TEXTE CITÉ >>

Anthem of the Heart – Foule Sentimentale

» Critique de l'anime Jun, la voix du coeur par Deluxe Fan le
01 Mai 2016
Jun, la voix du coeur - Screenshot #1

Kokoro ga Sakebitagatterunda (Anthem of the Heart) est un long-métrage réalisé par Tatsuyuki Nagai et scénarisé par Mari Okada, un duo inséparable qui vous aura notamment proposé Toradora en 2008 ou encore Gundam Tekketsu no Orphans l’an dernier. Mais leur collaboration la plus notable est sans doute AnoHana, une série mélodramatique qui fit un carton au Japon en 2011. C’est d’ailleurs dans le but affiché de renouveler ce succès que Aniplex a produit Anthem of the Heart, qui reprend la même équipe que la série suscitée.

L’histoire a pour personnage principal Jun Naruse, une lycéenne qui a perdu la parole suite à un évènement survenu dans son enfance. Isolée de ses camarades, elle se retrouve néanmoins propulsée sur le devant de la scène lorsque le prof de musique lui donne pour mission d’organiser la performance de sa classe au festival culturel. Elle sera assistée de trois autres élèves : Natsuki Nito, une fille en apparence irréprochable ; Daiki Tasaki, un jeune joueur de base-ball brisé en pleine gloire ; et surtout Takumi Sakagami, un prodige du piano qui cache lui aussi ses failles. Tout ce beau monde va devoir avancer ensemble tout en se débrouillant avec les polygones amoureux qui ne tarderont pas à se créer.

Jun, la voix du coeur - Screenshot #2Du point de vue de la critique, Anthem of the Heart est si facile à analyser que ce n’en est presque pas marrant. Mari Okada réutilise exactement les mêmes astuces que dans AnoHana, et plus largement tous les autres mélodrames qu’elle a écrit. Pour faire simple, on prend un groupe de lycéens très archétypaux, on les réunit sous un prétexte X puis on injecte des coïncidences narratives pour créer du drama. Une astuce qui a démontré son efficacité, mais qui finit par vite montrer ses limites une fois que l’on a fait le tour des stéréotypes lycéens de la japanime. Pour un public novice cela pourra peut-être passer comme une écriture aboutie, mais ce n’est qu’une illusion. Les personnages écrits par Okada n’ont rien de complexe ni même d’humains ; ce sont des clichés sur pattes que l’auteur a arbitrairement rassemblés pour les faire interagir à coups de grands dialogues adolescents sur l’amour et l’amitié. Et une fois que l’on a compris ça, tous les animes d’Okada finissent par ressembler à un spectacle de magie dont on connaît les tours à l’avance.

DONNÉES AFFICHÉES >>

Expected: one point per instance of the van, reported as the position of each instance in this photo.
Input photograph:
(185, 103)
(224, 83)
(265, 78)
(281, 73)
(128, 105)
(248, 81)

DÉFI A >> Recopiez fidèlement le passage de la critique d'Anthem of the Heart qui va de « L’histoire a pour » à « à se créer. ».
DÉFI B >> Relevez tous les élèves désignés par leur nom dans la critique d'Anthem of the Heart.

RÉPONSE COMPLÈTE A >>
L’histoire a pour personnage principal Jun Naruse, une lycéenne qui a perdu la parole suite à un évènement survenu dans son enfance. Isolée de ses camarades, elle se retrouve néanmoins propulsée sur le devant de la scène lorsque le prof de musique lui donne pour mission d’organiser la performance de sa classe au festival culturel. Elle sera assistée de trois autres élèves : Natsuki Nito, une fille en apparence irréprochable ; Daiki Tasaki, un jeune joueur de base-ball brisé en pleine gloire ; et surtout Takumi Sakagami, un prodige du piano qui cache lui aussi ses failles. Tout ce beau monde va devoir avancer ensemble tout en se débrouillant avec les polygones amoureux qui ne tarderont pas à se créer.

RÉPONSE COMPLÈTE B >> Jun Naruse, Natsuki Nito, Daiki Tasaki, Takumi Sakagami